REQUIRED WORK: Go to the line containing "Where can you spot the bare" in the records below and retype from there through the final line, exactly.

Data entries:
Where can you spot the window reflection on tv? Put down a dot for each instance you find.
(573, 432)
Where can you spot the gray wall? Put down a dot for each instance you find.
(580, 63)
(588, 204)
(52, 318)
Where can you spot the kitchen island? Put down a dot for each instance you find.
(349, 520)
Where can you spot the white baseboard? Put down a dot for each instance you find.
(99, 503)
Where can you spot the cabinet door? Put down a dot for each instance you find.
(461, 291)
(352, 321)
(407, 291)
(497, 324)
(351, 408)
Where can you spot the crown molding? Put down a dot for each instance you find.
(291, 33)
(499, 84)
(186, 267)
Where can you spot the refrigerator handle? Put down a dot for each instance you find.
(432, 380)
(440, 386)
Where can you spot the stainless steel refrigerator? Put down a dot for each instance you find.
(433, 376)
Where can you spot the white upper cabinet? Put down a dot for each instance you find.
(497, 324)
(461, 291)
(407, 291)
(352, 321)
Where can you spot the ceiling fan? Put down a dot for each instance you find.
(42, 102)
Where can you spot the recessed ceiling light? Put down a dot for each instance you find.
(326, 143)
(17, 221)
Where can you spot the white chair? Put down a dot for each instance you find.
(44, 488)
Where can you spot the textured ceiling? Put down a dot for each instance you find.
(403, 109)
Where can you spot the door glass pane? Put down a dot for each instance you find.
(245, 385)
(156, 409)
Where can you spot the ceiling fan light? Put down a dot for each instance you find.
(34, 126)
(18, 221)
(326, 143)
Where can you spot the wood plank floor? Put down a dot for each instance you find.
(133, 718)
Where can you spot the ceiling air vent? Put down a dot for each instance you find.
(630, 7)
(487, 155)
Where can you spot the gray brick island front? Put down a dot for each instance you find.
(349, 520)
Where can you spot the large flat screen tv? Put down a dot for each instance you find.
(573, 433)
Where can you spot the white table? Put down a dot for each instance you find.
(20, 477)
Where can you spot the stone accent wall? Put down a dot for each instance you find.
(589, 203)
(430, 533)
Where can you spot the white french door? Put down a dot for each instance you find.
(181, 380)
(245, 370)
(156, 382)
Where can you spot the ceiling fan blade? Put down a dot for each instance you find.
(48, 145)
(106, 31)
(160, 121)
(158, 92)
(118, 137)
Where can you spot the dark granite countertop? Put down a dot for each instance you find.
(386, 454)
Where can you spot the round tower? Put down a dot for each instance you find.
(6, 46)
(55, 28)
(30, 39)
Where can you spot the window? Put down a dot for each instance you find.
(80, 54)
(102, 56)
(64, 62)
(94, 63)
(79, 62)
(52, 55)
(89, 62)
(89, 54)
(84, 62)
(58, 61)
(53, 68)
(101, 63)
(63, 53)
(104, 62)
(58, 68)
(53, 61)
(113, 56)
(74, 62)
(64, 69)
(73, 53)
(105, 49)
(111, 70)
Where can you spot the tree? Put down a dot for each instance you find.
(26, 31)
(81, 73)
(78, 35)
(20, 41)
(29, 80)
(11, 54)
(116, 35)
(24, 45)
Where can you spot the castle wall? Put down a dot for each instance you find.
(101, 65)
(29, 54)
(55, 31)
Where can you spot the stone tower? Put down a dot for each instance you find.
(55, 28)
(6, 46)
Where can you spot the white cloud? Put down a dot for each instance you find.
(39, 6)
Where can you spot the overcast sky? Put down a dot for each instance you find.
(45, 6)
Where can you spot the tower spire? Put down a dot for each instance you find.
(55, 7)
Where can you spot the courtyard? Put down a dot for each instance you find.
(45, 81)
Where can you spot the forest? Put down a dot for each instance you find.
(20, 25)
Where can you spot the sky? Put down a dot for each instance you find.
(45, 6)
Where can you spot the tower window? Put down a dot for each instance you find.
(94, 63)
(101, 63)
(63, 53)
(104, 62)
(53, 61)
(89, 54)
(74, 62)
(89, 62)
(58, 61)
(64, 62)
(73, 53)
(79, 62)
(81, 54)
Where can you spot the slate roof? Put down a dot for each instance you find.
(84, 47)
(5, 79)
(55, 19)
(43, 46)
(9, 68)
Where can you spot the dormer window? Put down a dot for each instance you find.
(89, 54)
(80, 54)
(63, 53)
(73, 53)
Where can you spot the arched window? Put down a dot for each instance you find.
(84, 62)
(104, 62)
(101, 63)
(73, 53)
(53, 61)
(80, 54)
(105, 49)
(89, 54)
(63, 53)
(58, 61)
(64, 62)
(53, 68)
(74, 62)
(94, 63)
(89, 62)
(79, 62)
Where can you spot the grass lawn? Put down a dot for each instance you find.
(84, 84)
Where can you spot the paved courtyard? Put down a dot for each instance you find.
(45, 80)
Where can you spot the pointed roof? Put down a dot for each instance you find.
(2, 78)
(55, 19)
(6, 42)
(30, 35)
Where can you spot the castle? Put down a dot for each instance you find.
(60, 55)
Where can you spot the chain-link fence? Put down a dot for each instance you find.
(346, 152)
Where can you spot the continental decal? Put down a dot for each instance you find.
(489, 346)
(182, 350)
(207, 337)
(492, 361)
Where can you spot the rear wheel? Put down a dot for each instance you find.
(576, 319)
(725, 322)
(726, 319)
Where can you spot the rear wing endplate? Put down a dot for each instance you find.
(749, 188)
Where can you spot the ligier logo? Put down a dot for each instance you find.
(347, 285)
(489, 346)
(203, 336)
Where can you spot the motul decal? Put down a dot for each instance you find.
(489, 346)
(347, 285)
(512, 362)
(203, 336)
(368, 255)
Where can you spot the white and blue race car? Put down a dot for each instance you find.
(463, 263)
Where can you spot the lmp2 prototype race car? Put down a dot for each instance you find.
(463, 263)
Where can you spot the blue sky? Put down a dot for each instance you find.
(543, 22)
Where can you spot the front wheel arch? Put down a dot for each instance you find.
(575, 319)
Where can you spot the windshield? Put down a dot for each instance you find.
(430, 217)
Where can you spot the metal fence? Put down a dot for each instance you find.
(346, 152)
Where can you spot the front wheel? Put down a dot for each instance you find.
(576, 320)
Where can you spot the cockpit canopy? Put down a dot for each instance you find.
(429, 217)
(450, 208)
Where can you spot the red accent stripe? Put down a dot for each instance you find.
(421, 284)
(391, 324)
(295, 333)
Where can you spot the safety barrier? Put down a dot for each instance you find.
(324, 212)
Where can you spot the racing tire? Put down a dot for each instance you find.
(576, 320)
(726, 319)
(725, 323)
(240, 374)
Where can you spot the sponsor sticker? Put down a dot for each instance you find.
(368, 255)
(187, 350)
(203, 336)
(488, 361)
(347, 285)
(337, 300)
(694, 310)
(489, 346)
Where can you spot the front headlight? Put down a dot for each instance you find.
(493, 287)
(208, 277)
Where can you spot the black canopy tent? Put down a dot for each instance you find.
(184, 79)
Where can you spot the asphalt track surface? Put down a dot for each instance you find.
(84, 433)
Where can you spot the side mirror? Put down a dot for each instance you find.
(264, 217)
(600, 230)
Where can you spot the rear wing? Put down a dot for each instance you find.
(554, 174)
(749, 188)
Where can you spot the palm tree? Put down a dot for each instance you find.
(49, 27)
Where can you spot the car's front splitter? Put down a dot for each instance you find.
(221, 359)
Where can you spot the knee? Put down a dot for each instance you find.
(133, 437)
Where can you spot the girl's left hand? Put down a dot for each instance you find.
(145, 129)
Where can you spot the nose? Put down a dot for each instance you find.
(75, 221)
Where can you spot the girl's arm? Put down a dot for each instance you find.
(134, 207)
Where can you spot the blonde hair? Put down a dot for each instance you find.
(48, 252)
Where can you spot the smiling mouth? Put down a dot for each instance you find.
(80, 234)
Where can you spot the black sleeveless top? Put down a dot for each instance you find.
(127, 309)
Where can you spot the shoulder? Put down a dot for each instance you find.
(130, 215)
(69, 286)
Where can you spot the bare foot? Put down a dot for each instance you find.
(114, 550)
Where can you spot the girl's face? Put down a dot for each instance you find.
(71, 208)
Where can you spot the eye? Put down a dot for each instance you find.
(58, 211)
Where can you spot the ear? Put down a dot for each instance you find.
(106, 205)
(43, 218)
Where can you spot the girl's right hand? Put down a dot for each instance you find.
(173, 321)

SOLUTION FOR THIS PROBLEM:
Where can you spot the bare foot? Put down a dot for each instance you find.
(114, 550)
Where can you spot the girl's face? Put down a dot for each instance you find.
(71, 208)
Where can you spot the eye? Put down a dot for each instance you find.
(58, 211)
Where can you spot the ear? Put down a dot for each instance you find.
(106, 205)
(43, 218)
Where can you spot the girl's right hand? Put down a dot for each instance you find.
(173, 321)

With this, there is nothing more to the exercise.